● **GIVEN RECORDS**
____________

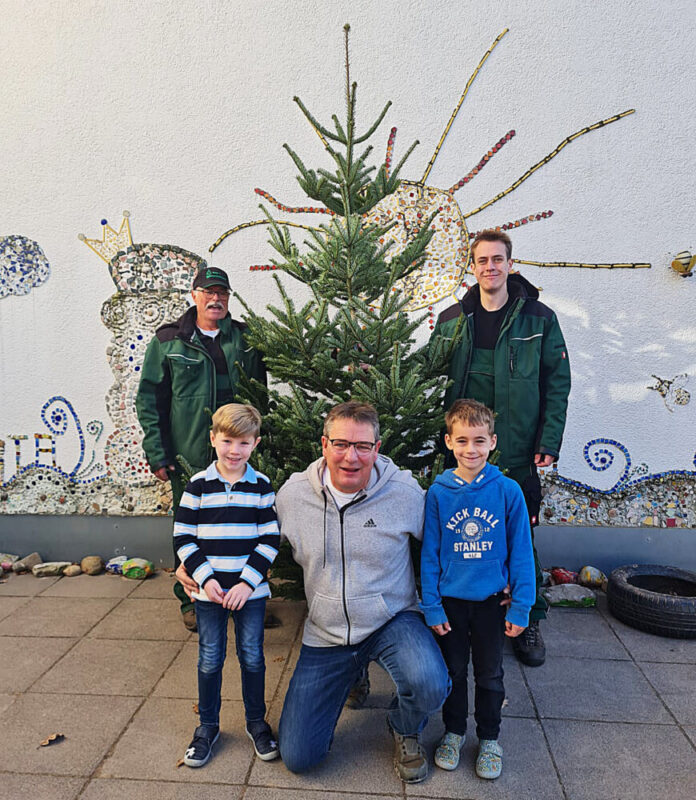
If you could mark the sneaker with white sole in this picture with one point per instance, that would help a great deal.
(265, 746)
(489, 762)
(201, 747)
(447, 753)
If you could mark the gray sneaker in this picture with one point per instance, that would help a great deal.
(410, 761)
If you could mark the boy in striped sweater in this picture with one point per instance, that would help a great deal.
(226, 535)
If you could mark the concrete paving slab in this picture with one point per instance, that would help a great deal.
(90, 730)
(109, 667)
(587, 689)
(648, 647)
(159, 586)
(24, 659)
(690, 731)
(528, 771)
(676, 685)
(292, 614)
(361, 757)
(103, 585)
(6, 701)
(159, 735)
(580, 634)
(10, 604)
(641, 762)
(111, 789)
(24, 585)
(181, 679)
(260, 793)
(56, 616)
(143, 619)
(39, 787)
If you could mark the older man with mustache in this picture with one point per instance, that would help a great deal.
(191, 368)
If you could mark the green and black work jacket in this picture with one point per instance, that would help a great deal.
(531, 372)
(178, 383)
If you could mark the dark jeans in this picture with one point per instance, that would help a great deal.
(212, 648)
(478, 627)
(324, 676)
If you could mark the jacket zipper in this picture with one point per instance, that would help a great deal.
(343, 564)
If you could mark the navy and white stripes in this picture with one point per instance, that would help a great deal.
(228, 532)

____________

● **THE TASK**
Exactly as they appear above, write out all the entries, but not the images.

● **EXERCISE ANSWER**
If you could mark the sneaker with white sole in this picture with one point per instance, that would help a great deal.
(265, 746)
(489, 762)
(201, 747)
(447, 753)
If you could mark the gray sneaker in this picture with one point per instance, that would help a great deal.
(410, 761)
If you could mark the boy in striped sweater in this picture with one point per instance, that would help a great deal.
(226, 535)
If you could mark the concrete paving slab in this picture with one point per instance, that would help a great deal.
(90, 730)
(109, 667)
(587, 689)
(648, 647)
(159, 586)
(24, 659)
(690, 731)
(528, 771)
(676, 685)
(292, 614)
(361, 757)
(103, 585)
(6, 701)
(159, 735)
(580, 634)
(10, 604)
(641, 762)
(111, 789)
(24, 585)
(181, 679)
(260, 793)
(56, 616)
(143, 619)
(39, 787)
If you could mark the older man with mustache in this picture with one point per instance, that would help a great deal.
(191, 368)
If you could mark the green and black work jacket in this picture with one point per instance, that would help a great deal.
(531, 372)
(178, 383)
If you could mark the dark jeans in this picture with one point per instance, that would help a great deal.
(212, 648)
(478, 627)
(324, 676)
If you could mark the jacket zipper in this picture with one point per instance, that would help a great deal.
(343, 564)
If you could mark the navy and white stripes in this picture with one point per instance, that would help a great deal.
(228, 532)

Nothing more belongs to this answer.